__What you will do__.
Answer these from the blog post:
(a) On what day did the thunderclouds roll in?
(b) Where did the writer take the server on Tuesday the 9th?
(c) What term does the writer use for a model whose refusal behaviors have been reduced or removed?

__Study text__.
Hey June, Don't Make it Hot
Take a slow month and make it... a single blog post.
June was kind of on the slower side; so we're gonna just pack everything into a single post.
Ready? Go!
June Is Not My Jam
Though I was not among them, some people around here were downright stoked that June had arrived...
Drew's Cruise
On Saturday the 6th some gnarly-looking thunderclouds rolled in.
For the record, that isn't my Ferrari precariously parked under the ominously leaning tree; it's our distant neighbor Drew's: I guess he did the math on it...


Aaaand, yeah...

It got pretty dark...


And then, after all that build-up, all it did was pee a little...

Lame. I was kind of hoping to get to see Drew's Ferrari become a Ferraren'tanymori.
Give Me Liberty and Give Me Meth
In other news, the server I keep running in our living room (to host things like my personal knowledge base, some Git repositories, et cetera) seemed to have inexplicably crapped out on me somehow; so on Tuesday the 9th, I headed over to my parents' house, thinking I'd have to dig one of my unused machines out of storage and swap out a memory module or, God forbid, the whole motherboard.
But then, when I got there and plugged the thing in, it booted up again just fine.
So... I guess I've discovered a whole new step in the IT diagnostic process?
- Try turning it off and turning it back on
- Try unplugging it and plugging it back in
- Try taking it to your parents' house for a visit, then bringing it back home.
- ...starting to get into real-work territory by this point...
The main reason that I'd gone to work on the server in the first place, was that I've been doing a lot of writing again recently, and I had become interested in the idea of leveraging AI to do the grunt work of fleshing out the scaffolding for various stories, or scenes, or whatnot...
But, unless you're writing the Joy Luck Club, your plot's probably going to tend to have some kind of sex, or violence, or sexual violence, or violent sex, or drug usage, or at least true-to-life characters who make occasional use of things like racial slurs, or misogynistic slurs, or homophobic slurs, or just gratuitous amounts of profanity.
...And it turns out that all the mainstream LLMs have been nerfed to the point that they refuse to depict any of those things, even just in fiction: If you want any kind of meaningful dialogue to help you brainstorm, you pretty much have to roll your own system on your own hardware and choose a model that's been "abliterated," such that its refusal behaviors have been drastically diminished or removed altogether.
...And, indeed, what if I have this killer idea for one of the greatest TV shows of all time... like maybe a show called Baking Bread; and it's about this guy who sees Drew's Ferrari from his living-room window and decides that he wants a Ferrari too; but he can't afford one, so he sets up a meth lab in his bedroom closet, figuring that the ungodly stench of his neighbor Ruth cooking fish around the clock will mask any odors from his illicit cook; but then the guy realizes that he has no means of distribution, so he teams up with his sister who bakes cupcakes, and they slip the meth into the cupcakes unbeknownst to her customers, and suddenly word gets around that these damn cupcakes are shockingly good, and even addictingly so, and people just can't get enough of them, and BAM! Profits ensue. Ferrari incoming.
Here's the thing though: I don't know anything about baking bread or cupcakes, except that...
- it's a delicate process
- the DEA seems to hate cupcakes, and...

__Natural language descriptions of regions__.

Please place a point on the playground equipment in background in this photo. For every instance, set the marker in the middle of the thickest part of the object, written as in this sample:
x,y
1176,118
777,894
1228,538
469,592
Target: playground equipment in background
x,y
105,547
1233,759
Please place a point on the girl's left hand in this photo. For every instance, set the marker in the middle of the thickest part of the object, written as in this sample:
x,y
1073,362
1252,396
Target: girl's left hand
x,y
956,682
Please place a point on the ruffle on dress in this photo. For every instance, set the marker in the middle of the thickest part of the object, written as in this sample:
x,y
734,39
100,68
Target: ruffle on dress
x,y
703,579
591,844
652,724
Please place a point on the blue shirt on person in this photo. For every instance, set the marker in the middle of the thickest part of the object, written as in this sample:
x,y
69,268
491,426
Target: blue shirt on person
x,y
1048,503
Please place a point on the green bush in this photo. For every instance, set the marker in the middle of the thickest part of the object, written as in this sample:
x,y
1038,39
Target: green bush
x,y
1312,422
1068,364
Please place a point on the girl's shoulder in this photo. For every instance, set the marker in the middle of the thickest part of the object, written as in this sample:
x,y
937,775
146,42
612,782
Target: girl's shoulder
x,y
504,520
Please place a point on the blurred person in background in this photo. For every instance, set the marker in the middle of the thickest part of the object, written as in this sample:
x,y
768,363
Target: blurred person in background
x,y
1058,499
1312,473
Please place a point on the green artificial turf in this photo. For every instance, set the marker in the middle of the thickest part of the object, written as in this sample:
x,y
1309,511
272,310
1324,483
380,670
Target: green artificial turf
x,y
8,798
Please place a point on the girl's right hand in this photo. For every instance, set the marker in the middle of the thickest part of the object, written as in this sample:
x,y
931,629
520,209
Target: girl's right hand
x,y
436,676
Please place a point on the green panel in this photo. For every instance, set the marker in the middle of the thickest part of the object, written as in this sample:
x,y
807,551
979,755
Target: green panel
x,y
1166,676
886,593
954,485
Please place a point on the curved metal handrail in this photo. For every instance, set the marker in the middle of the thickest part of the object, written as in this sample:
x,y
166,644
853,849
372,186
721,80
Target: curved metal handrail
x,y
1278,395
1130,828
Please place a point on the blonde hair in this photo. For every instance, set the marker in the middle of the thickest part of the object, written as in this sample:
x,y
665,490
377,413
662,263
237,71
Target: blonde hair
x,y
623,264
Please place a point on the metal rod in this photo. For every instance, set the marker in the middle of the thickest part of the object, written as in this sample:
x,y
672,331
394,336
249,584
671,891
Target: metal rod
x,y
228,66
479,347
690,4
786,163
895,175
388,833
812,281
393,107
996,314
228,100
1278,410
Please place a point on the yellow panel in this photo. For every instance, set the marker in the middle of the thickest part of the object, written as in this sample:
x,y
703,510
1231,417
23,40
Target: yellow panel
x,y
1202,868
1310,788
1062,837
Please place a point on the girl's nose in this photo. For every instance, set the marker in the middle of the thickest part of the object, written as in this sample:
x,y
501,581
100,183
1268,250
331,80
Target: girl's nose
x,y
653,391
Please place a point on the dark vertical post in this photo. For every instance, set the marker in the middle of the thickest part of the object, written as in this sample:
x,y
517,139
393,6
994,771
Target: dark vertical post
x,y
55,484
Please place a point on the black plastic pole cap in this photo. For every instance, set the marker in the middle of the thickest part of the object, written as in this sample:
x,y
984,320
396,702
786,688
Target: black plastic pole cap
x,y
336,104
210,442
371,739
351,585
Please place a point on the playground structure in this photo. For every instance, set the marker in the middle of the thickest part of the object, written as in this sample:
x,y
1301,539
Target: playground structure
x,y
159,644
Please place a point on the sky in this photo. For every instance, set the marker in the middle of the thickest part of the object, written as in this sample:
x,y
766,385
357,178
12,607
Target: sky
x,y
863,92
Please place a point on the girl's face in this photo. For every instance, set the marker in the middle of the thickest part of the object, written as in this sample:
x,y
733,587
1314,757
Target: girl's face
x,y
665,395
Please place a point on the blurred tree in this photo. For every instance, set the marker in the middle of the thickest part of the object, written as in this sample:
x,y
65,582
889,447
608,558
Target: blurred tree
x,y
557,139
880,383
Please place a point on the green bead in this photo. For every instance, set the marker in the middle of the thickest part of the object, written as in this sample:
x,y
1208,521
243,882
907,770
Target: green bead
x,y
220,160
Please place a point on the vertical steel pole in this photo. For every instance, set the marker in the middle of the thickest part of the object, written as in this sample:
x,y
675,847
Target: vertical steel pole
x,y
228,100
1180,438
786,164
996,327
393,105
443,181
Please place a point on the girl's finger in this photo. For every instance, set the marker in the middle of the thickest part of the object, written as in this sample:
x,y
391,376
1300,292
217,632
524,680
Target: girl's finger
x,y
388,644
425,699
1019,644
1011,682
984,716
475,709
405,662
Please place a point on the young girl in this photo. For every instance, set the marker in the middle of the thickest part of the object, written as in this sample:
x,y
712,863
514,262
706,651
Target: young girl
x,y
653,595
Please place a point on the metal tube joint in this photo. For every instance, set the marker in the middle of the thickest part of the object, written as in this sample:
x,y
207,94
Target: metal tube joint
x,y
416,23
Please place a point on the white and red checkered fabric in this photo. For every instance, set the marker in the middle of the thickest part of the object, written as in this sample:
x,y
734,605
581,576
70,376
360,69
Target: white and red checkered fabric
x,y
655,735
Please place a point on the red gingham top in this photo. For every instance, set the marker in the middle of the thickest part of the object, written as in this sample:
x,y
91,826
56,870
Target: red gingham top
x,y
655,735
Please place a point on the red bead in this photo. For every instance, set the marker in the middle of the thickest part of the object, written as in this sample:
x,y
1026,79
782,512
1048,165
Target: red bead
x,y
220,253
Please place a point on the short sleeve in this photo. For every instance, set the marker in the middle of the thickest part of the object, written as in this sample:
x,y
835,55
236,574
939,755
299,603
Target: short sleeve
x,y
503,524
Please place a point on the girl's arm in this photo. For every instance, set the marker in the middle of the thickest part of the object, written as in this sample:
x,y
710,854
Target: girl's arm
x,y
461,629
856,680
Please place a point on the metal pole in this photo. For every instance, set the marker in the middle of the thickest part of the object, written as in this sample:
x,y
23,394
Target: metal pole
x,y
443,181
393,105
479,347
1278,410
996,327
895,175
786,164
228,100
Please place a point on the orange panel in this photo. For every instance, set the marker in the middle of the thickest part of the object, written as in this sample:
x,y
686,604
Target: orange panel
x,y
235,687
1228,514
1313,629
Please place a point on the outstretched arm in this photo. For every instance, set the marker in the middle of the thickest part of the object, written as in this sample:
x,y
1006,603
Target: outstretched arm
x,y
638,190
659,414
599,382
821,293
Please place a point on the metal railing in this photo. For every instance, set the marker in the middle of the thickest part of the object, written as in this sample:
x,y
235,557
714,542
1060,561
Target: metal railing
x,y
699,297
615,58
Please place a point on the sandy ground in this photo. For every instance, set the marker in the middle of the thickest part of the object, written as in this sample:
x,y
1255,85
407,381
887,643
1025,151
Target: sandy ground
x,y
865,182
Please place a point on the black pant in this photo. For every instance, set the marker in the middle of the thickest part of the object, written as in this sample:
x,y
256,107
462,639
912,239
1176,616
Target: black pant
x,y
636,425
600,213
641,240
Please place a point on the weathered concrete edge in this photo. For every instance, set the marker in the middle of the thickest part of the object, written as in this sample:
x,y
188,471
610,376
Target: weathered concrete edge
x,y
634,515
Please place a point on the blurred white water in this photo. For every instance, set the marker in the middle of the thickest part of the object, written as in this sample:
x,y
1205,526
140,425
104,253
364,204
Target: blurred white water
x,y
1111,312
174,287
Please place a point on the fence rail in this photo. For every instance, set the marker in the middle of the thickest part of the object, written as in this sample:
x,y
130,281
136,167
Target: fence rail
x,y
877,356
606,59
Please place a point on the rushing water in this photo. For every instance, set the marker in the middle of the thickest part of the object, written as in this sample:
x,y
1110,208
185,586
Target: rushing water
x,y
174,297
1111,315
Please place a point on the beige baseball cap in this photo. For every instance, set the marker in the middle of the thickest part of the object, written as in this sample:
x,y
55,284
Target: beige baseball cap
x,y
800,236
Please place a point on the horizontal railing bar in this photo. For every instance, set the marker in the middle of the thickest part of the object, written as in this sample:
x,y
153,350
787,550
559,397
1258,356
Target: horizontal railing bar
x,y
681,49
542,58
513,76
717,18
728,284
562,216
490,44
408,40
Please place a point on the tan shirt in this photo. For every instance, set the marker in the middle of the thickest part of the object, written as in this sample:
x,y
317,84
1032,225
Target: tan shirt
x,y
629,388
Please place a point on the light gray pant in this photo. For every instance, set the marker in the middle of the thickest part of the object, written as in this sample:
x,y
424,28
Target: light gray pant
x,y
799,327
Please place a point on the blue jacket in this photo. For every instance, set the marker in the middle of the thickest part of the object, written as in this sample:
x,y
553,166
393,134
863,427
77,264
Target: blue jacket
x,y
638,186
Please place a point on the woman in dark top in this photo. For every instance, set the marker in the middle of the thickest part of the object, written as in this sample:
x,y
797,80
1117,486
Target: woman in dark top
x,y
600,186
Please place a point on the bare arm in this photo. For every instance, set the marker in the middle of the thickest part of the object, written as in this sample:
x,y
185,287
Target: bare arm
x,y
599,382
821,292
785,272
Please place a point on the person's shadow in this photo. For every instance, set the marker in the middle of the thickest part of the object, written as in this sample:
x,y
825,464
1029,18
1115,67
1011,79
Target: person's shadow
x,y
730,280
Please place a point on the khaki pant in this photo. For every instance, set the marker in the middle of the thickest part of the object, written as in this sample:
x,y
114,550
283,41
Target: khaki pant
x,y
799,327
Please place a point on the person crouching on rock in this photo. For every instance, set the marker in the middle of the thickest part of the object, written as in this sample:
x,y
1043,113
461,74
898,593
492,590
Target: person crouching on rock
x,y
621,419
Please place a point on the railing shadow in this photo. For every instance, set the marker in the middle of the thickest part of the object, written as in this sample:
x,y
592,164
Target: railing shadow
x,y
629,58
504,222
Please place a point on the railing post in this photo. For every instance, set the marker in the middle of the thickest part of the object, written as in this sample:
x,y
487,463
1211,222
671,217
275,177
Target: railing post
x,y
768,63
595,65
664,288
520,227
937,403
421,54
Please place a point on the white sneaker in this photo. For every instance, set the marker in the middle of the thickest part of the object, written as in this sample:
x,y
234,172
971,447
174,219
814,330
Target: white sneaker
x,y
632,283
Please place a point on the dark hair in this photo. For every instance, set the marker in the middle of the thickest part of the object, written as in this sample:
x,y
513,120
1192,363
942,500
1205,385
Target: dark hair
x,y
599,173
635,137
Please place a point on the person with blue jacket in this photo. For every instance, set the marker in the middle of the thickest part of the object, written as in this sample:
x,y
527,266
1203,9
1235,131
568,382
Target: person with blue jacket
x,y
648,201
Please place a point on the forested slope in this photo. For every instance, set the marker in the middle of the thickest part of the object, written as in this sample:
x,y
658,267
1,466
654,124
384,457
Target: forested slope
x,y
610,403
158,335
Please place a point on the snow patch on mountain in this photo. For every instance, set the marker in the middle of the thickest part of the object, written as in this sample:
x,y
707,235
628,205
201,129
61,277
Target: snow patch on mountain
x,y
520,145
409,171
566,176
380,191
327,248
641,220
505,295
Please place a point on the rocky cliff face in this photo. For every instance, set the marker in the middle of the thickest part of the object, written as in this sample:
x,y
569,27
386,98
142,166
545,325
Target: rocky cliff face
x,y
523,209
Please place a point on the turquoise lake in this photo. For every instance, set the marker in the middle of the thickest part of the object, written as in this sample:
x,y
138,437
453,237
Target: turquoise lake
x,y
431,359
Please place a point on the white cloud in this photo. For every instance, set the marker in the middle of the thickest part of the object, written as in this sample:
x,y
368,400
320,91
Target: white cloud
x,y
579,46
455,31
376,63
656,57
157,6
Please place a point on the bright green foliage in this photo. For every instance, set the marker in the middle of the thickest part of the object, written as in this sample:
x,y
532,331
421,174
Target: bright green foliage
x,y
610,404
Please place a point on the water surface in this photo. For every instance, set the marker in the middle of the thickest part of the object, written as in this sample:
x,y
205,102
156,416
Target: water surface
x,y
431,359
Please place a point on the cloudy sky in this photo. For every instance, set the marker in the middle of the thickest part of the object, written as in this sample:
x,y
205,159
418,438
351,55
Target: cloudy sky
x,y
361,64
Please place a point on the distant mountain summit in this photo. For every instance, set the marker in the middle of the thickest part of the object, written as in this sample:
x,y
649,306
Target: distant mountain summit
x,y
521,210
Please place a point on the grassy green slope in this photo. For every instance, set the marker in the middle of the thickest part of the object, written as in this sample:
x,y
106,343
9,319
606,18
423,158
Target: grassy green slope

__Output of the task__.
(a) Saturday the 6th
(b) To the writer's parents' house
(c) "Abliterated"